Task objective -
If a line in the data below contains the word "bowl", copy it out.

Referring expression data -
★ ★ ★ ★

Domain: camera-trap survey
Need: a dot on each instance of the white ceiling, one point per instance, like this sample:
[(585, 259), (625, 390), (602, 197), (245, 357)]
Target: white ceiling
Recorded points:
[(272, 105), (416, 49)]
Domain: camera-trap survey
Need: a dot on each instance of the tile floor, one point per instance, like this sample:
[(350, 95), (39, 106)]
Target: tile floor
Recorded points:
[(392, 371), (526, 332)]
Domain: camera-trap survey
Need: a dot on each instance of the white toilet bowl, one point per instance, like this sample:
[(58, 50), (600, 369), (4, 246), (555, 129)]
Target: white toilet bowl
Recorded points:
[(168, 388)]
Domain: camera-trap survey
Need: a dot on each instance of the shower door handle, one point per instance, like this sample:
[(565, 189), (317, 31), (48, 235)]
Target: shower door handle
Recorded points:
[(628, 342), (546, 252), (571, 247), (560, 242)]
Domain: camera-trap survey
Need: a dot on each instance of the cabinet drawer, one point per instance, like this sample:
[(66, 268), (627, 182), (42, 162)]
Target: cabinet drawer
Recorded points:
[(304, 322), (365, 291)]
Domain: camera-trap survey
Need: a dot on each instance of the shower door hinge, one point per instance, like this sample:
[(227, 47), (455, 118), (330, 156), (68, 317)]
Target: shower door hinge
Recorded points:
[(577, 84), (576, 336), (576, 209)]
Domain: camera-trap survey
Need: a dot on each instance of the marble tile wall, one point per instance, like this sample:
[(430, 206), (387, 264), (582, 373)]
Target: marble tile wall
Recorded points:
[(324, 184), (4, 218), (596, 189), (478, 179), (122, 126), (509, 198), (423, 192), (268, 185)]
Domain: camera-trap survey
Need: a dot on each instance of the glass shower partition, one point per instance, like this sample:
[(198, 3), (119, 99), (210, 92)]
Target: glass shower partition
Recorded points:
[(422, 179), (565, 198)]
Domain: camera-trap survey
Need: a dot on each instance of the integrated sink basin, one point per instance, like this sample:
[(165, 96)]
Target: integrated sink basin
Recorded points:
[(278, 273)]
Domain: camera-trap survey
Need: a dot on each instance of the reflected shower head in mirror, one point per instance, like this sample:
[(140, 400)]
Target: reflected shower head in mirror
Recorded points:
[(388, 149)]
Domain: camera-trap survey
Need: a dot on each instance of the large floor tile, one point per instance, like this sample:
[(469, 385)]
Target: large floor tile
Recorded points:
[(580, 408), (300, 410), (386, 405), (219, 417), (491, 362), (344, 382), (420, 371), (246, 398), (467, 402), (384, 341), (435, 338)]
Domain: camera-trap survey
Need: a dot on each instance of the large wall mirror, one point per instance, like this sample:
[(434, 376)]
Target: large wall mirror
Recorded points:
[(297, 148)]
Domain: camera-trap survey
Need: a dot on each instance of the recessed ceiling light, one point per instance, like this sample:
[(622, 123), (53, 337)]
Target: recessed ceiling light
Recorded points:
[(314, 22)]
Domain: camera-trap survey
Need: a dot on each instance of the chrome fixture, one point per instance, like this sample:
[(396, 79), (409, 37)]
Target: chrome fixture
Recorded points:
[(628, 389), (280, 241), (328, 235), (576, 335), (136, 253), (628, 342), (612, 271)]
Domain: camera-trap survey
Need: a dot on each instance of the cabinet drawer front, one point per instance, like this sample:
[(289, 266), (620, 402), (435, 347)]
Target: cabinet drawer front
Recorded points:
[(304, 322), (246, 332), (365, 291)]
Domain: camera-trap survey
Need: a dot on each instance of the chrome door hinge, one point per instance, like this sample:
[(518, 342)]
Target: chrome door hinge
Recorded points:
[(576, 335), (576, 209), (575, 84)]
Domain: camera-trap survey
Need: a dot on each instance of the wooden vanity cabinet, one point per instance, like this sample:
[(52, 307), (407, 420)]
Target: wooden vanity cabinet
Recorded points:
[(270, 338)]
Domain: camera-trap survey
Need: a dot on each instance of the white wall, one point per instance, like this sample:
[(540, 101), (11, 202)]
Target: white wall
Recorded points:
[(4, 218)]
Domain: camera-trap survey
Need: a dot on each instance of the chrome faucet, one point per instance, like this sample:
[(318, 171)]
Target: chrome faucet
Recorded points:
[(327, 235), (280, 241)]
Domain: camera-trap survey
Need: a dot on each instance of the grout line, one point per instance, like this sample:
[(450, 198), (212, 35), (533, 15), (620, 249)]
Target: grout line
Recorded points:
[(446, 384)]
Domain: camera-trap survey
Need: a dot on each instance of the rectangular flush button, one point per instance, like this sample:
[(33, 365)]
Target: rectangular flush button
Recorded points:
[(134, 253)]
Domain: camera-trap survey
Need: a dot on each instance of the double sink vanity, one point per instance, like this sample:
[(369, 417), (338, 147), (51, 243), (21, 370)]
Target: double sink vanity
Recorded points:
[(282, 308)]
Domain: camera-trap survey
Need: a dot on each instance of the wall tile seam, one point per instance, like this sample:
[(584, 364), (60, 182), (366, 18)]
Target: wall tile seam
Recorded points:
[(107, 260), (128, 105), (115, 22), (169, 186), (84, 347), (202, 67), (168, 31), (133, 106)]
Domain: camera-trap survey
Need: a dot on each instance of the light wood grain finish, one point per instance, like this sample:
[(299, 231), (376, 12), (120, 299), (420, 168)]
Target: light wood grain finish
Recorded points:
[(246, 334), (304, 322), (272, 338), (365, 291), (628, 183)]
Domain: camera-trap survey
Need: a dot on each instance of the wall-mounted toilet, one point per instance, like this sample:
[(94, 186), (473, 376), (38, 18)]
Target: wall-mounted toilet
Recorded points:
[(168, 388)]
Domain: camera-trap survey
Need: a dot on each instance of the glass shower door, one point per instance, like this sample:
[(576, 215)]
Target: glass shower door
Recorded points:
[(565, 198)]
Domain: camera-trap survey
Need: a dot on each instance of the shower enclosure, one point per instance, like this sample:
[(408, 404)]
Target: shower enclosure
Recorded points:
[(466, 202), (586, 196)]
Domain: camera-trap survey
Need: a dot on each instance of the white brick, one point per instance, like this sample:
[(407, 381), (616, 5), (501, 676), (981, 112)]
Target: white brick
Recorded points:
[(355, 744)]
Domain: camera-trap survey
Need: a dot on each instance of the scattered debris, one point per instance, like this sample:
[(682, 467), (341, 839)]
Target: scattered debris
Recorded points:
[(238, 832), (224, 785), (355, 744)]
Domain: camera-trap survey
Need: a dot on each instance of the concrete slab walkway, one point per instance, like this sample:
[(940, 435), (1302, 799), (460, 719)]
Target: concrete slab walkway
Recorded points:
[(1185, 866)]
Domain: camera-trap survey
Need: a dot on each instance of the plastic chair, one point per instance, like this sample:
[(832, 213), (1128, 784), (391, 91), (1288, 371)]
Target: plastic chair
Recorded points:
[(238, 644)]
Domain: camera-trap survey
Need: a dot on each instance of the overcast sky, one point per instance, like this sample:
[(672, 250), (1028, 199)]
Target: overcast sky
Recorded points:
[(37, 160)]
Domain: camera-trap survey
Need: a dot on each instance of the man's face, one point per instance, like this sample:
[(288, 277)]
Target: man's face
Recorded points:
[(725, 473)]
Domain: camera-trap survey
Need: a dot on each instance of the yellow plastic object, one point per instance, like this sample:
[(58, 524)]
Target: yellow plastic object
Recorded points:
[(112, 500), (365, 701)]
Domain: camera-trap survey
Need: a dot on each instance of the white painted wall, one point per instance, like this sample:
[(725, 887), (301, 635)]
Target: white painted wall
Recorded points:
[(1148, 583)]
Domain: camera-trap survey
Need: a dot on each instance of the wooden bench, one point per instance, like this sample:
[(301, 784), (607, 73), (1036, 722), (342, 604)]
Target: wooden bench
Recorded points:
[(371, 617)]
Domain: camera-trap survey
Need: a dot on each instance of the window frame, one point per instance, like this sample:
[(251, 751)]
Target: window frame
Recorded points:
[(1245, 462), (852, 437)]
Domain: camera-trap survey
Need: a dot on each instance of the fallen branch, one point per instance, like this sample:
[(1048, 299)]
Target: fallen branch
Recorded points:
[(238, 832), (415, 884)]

★ ★ ★ ★

Exercise output -
Need: a dot on each instance of the white toilet bowl, one point per instance, like this sample:
Target: white toilet bowl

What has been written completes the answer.